[TEXT PASSAGE]
Q: Can anyone do PW?
A: Anyone who can read and write on a third grade level can do PW. We have effectively taught elementary school students, home schoolers, MDs, and PhDs. The method has great simplicity. It has been compared to a Japanese garden and a mathematical formula. Its effects are profoundly deep. They can alter a person’s life in remarkable ways.
Q: How does PW differ from other process-writing methods like stream-of-consciousness writing, free writing, journal writing, writing down the bones, and morning pages?
A: PW is the only writing practice that encourages you to slow your thoughts and focus on what we call “inner hearing,” on listening to them with empathy and curiosity and reflecting on them in writing. Other process writing focuses only on expression. PW focuses on both expression and reflection.
Q: How does PW help writers, both professionals and those who want to write for publication?
A: Although you don’t learn the writer’s craft through PW, it can help writers immeasurably in other ways. It can relax you and refresh you. It can generate raw material that you can develop in your writing projects. It can inspire your imagination. It can instill confidence in your writing voice. It can unblock you. On the most basic level, it can lay down the foundation for writing discipline.
Q: How does PW promote creativity?
A: People have blocks to creativity for all kinds of reasons. These may reside in your memories (some going way back to childhood), in your emotions, and in your attitudes, values, and belief systems. By bringing these into the open through attention to your ideas and feelings, the PW method begins to break up these blocks.
Q: Is PW therapy?
A: PW is an important adjunct to the healing arts. Through PW people learn to express their thoughts without judging themselves, reflect on feelings without guilt or shame, and experience their emotions without being overwhelmed by them—the first step to emotional health. Many psychotherapists and mental health practitioners use PW in their practice.

[DATASET RECORDS]
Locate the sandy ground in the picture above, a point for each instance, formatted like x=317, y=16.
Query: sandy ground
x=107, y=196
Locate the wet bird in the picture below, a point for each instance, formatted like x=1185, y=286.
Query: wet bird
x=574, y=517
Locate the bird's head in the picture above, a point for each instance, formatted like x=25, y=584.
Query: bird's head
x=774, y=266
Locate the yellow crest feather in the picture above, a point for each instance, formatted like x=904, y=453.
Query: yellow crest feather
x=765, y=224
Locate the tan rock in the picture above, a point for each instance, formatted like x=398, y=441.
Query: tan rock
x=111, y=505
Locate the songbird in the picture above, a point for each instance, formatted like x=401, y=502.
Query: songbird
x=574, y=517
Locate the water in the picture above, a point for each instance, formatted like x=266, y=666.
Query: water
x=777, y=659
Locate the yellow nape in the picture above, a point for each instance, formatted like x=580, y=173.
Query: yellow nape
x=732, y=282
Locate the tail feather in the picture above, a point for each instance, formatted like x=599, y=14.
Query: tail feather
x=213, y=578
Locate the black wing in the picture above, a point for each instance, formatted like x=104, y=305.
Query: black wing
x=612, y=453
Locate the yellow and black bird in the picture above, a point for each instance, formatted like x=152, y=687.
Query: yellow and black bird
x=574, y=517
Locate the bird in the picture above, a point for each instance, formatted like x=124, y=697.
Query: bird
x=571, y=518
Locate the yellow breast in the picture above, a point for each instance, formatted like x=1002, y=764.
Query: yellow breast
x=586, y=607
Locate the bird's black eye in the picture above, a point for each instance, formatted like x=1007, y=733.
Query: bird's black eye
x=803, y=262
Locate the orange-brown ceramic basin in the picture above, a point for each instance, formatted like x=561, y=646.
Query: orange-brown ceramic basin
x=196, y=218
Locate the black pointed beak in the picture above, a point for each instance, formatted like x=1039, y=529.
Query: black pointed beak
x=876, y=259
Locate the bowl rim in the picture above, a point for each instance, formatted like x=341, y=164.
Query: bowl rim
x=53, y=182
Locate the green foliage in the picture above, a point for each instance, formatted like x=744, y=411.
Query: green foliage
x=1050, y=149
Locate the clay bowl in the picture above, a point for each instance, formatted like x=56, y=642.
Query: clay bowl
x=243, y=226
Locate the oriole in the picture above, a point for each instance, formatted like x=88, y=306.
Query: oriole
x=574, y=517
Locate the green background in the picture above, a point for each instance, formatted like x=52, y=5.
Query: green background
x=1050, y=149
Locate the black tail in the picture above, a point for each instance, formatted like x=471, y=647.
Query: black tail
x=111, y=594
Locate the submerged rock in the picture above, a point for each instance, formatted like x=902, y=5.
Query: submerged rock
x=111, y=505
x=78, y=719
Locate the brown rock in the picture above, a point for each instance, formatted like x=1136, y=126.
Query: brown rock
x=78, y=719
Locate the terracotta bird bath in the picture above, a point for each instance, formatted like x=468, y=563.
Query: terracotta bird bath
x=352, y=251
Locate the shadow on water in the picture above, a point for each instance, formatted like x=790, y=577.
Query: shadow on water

[REQUIRED TASKS]
1. List the other process-writing methods that the PW question-and-answer text names when asking how PW differs from them.
2. In the PW question-and-answer text, what two things has the method been compared to?
3. Reproduce the passage of the PW question-and-answer text starting at "Q: How does PW promote" and ending at "up these blocks.".

[RESPONSES FOR EACH TASK]
1.
Stream-of-consciousness writing
Free writing
Journal writing
Writing down the bones
Morning pages

2. A Japanese garden and a mathematical formula.

3.
Q: How does PW promote creativity?
A: People have blocks to creativity for all kinds of reasons. These may reside in your memories (some going way back to childhood), in your emotions, and in your attitudes, values, and belief systems. By bringing these into the open through attention to your ideas and feelings, the PW method begins to break up these blocks.